[Image-grounded pointing data]

----------

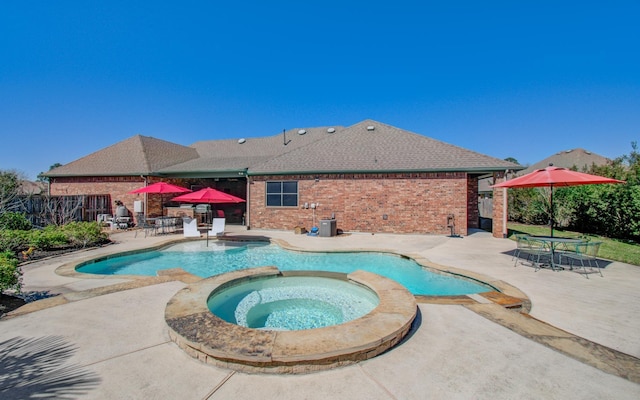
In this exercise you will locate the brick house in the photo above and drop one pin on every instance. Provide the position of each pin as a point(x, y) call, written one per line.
point(371, 177)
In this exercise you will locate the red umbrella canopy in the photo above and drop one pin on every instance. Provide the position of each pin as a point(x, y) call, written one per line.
point(552, 177)
point(208, 195)
point(555, 176)
point(161, 187)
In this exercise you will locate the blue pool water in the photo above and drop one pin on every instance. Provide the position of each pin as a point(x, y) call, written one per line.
point(222, 257)
point(292, 303)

----------

■ About this exercise:
Set out, exactly as written, the lines from the line with "In this exercise you will locate the red" to the last line of the records, inclusive, and only those lines.

■ Result of this exercise:
In this exercise you will locate the red umbrella canopy in the photo above and drop one pin on every instance. Provide the position of each pin as a point(x, y) call, written one per line.
point(552, 177)
point(208, 195)
point(555, 176)
point(161, 187)
In this exercise you will locate the blue pool water in the photo above and drop one pin on every instance. Provide the position of each pin as a point(x, y) call, written one per line.
point(222, 257)
point(292, 303)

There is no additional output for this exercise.